Data items
▬▬▬▬▬▬▬▬▬▬
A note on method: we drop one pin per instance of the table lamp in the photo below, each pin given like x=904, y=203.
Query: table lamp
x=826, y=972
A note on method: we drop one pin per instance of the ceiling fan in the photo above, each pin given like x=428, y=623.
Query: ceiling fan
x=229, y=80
▬▬▬▬▬▬▬▬▬▬
Please tally the lines of the entries that hold "drop" and give only the resulting number.

2